- _EXCERPT PROVIDED_:
Also, cooking releases moisture from the bird; when technically done @ 160°, some pink juices may still be present, plus previously frozen birds emit more juices.  How fast the breast cooks vs. the thigh can depend on many factors; size of smoker, how close one part is to a wall vs. another, etc; to eliminate pink raise internal to 180° or higher, but it may me too dry for your liking in the breast.

Skin at 220° is rubbery, at 300°+ is crispy.

Hopes this helps!


----------



## venture (Jan 14, 2011)

Pops has spoken.  Whatever he says, I will go with.  This guy knows his stuff.


----------



## SmokinAl (Jan 14, 2011)

Like the others said smoke at a higher temp. with chicken. I like the broad breasted roasting chickens.


----------



## Bearcarver (Jan 14, 2011)

Venture said:


> Pops has spoken.  Whatever he says, I will go with.  This guy knows his stuff.




Absolutely !!!


----------



## mballi3011 (Jan 14, 2011)

I have to agree with most of theses guys and say I smoke my birds around the 300° mark too.


----------



## papagreer (Jan 15, 2011)

Not much new info here from me...I also agree about the higher temps. My MES will only hit 275 so that's what I do my birds at. I found that the lower temps just make rubber out of the skin. Next bird I may use my charcoal and let the temps get about 300 and get a nice crispy skin. Pops is the man..he is definitely an omniscient meat master.


----------

- _WRITTEN REQUEST A_: Decide whether each statement below agrees with the forum thread, answering yes or no and quoting the exact words of the thread that settle it: (i) skin cooked at 220° comes out crispy; (ii) papagreer's MES can reach no higher than 275; (iii) SmokinAl likes broad breasted roasting chickens.
- _WRITTEN REQUEST B_: Echo back everything in the forum thread from "## venture (Jan" down to "breasted roasting chickens.", word for word.
- _WRITTEN REQUEST C_: List every username that appears in a post header of the forum thread.

- _DATA_:
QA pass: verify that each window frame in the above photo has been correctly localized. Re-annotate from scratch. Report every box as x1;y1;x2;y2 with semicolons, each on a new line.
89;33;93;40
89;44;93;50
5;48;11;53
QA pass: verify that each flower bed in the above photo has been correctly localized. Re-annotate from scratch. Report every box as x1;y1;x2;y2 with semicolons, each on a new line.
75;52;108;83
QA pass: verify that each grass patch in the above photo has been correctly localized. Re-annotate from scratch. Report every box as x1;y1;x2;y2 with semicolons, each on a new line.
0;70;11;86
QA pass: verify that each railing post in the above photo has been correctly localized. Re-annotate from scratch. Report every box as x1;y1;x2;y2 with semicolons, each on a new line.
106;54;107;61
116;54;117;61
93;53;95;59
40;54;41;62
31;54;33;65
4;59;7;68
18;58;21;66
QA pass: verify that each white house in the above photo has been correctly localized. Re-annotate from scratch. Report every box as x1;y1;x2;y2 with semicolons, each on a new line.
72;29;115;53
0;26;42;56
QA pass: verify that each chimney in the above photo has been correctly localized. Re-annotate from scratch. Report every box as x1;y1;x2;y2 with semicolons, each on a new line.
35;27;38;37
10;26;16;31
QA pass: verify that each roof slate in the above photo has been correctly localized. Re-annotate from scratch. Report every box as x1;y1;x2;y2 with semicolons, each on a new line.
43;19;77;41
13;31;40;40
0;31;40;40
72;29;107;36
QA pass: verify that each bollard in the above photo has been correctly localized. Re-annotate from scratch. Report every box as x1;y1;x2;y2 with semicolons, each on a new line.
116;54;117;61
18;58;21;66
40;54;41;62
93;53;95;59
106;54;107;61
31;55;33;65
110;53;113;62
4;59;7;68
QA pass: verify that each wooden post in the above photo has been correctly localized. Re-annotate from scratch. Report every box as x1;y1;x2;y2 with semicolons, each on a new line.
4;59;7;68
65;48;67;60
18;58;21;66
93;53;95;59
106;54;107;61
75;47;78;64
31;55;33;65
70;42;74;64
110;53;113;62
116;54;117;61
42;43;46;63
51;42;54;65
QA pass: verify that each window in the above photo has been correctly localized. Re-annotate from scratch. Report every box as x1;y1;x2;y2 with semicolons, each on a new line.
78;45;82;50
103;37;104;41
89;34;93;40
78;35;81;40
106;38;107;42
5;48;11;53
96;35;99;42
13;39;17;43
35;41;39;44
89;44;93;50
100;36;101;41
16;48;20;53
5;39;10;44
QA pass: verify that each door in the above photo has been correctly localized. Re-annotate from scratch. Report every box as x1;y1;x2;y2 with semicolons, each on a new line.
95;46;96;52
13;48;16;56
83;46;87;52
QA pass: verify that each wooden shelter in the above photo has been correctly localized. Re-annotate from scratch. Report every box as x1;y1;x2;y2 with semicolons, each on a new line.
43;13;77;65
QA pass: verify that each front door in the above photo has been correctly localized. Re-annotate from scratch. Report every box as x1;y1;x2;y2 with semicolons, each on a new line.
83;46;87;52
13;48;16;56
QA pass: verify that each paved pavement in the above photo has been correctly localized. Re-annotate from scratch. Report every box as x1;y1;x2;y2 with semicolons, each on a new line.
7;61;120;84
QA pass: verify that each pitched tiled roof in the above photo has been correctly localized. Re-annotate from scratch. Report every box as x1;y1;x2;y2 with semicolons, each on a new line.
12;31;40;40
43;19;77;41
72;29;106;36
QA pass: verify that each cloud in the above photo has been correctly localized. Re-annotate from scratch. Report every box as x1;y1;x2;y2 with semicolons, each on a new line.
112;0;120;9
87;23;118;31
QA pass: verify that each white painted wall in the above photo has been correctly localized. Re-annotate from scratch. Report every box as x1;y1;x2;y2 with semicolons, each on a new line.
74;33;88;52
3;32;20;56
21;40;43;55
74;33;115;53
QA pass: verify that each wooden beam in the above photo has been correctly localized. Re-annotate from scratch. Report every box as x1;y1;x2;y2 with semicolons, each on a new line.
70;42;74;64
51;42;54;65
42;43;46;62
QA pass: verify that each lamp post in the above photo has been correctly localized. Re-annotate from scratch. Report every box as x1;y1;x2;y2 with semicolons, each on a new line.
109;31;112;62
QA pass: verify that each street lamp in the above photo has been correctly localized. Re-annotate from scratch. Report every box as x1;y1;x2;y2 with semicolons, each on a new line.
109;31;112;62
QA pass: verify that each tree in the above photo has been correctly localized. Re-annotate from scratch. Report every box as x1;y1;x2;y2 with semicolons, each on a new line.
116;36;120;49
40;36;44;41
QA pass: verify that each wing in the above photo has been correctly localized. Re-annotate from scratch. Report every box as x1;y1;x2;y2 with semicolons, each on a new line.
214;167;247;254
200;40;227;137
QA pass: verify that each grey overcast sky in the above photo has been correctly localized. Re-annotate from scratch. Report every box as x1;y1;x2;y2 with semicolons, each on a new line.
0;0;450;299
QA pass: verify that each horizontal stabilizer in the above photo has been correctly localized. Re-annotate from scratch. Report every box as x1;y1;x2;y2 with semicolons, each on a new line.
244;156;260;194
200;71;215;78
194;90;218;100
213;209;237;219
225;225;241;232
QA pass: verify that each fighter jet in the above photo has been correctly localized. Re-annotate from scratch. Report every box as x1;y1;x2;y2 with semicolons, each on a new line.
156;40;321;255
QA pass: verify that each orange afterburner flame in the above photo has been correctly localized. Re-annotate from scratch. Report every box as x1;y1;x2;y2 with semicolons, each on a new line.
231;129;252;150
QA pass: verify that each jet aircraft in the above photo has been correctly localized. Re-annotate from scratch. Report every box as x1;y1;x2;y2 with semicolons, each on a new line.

- _RESPONSE A_:
(i) No: "Skin at 220° is rubbery, at 300°+ is crispy."
(ii) Yes: "My MES will only hit 275"
(iii) Yes: "I like the broad breasted roasting chickens."

- _RESPONSE B_:
## venture (Jan 14, 2011)

Pops has spoken.  Whatever he says, I will go with.  This guy knows his stuff.


----------



## SmokinAl (Jan 14, 2011)

Like the others said smoke at a higher temp. with chicken. I like the broad breasted roasting chickens.

- _RESPONSE C_:
venture
SmokinAl
Bearcarver
mballi3011
papagreer